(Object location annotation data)
....

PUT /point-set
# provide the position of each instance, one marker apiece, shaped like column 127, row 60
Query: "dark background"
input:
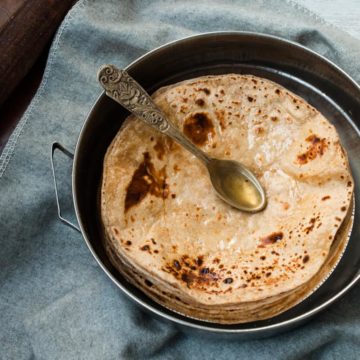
column 27, row 28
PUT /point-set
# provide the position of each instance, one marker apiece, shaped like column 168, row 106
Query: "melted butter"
column 241, row 190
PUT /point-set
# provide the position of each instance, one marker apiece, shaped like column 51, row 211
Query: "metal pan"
column 321, row 83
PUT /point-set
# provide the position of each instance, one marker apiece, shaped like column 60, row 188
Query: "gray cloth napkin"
column 55, row 301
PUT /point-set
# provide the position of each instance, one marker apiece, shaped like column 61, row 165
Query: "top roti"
column 164, row 220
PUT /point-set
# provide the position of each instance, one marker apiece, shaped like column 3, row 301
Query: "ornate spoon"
column 233, row 182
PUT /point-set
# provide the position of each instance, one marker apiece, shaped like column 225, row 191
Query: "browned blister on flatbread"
column 168, row 232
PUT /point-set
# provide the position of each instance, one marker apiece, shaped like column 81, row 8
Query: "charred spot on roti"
column 145, row 180
column 159, row 147
column 200, row 102
column 228, row 280
column 190, row 271
column 272, row 238
column 205, row 90
column 177, row 265
column 198, row 127
column 148, row 283
column 316, row 148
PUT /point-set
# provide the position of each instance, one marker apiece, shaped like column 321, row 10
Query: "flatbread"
column 170, row 234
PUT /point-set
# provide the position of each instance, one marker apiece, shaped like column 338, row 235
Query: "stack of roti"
column 168, row 233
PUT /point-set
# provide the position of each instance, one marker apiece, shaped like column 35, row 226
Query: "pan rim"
column 187, row 321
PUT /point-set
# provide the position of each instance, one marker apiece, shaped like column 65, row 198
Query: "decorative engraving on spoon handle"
column 125, row 90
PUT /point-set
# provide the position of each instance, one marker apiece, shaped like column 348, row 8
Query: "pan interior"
column 318, row 82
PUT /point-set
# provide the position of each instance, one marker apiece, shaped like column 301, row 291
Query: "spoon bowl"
column 233, row 182
column 237, row 185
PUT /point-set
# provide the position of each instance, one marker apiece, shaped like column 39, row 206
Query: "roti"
column 169, row 233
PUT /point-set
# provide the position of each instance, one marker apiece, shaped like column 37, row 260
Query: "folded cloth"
column 55, row 302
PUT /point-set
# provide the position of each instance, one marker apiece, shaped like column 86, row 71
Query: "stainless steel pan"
column 304, row 72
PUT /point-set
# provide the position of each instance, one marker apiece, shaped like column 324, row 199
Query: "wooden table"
column 344, row 14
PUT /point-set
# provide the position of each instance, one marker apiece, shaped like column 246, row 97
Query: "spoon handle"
column 122, row 88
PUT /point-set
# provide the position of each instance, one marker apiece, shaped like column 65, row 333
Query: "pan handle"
column 58, row 146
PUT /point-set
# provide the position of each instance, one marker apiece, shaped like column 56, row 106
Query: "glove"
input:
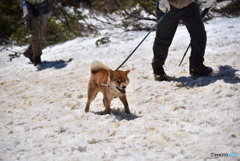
column 208, row 3
column 164, row 5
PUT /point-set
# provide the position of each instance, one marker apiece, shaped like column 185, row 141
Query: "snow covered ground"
column 42, row 114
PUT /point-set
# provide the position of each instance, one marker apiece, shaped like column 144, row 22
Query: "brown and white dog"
column 111, row 83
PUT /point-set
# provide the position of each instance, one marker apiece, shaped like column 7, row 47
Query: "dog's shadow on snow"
column 58, row 64
column 225, row 73
column 119, row 114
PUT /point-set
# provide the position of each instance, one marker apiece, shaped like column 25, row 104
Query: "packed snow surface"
column 42, row 114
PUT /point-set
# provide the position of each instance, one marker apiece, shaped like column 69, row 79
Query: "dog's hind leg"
column 92, row 92
column 125, row 103
column 107, row 102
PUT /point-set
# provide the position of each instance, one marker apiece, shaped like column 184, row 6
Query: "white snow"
column 42, row 109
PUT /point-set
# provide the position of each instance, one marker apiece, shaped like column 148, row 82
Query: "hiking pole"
column 203, row 15
column 144, row 39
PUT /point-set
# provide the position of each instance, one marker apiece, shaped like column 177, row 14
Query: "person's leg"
column 38, row 35
column 195, row 26
column 164, row 36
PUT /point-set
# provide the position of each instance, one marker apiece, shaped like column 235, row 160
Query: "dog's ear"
column 127, row 72
column 110, row 73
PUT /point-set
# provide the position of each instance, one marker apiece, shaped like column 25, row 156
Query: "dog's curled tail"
column 96, row 66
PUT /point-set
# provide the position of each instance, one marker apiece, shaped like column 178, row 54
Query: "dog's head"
column 119, row 80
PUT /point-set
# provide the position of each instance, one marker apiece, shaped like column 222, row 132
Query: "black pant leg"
column 164, row 36
column 195, row 26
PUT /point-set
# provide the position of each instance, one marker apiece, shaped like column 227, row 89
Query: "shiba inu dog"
column 111, row 83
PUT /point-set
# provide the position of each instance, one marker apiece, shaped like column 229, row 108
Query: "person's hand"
column 208, row 3
column 164, row 5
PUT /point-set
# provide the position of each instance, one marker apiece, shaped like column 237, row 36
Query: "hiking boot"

....

Please copy the data word for word from its start up to and including the line with "column 55, row 301". Leave out the pictures.

**FULL SOLUTION**
PUT /point-set
# provide the position of each instance, one marker apiece, shaped like column 127, row 60
Query: "dark background"
input:
column 27, row 28
PUT /point-set
# provide the position of each instance, one marker apiece, shaped like column 168, row 106
Query: "melted butter"
column 241, row 190
PUT /point-set
# provide the position of each instance, one marker apiece, shaped like column 51, row 211
Query: "metal pan"
column 321, row 83
PUT /point-set
# provide the position of each instance, one marker apiece, shaped like column 60, row 188
Query: "gray cloth napkin"
column 55, row 301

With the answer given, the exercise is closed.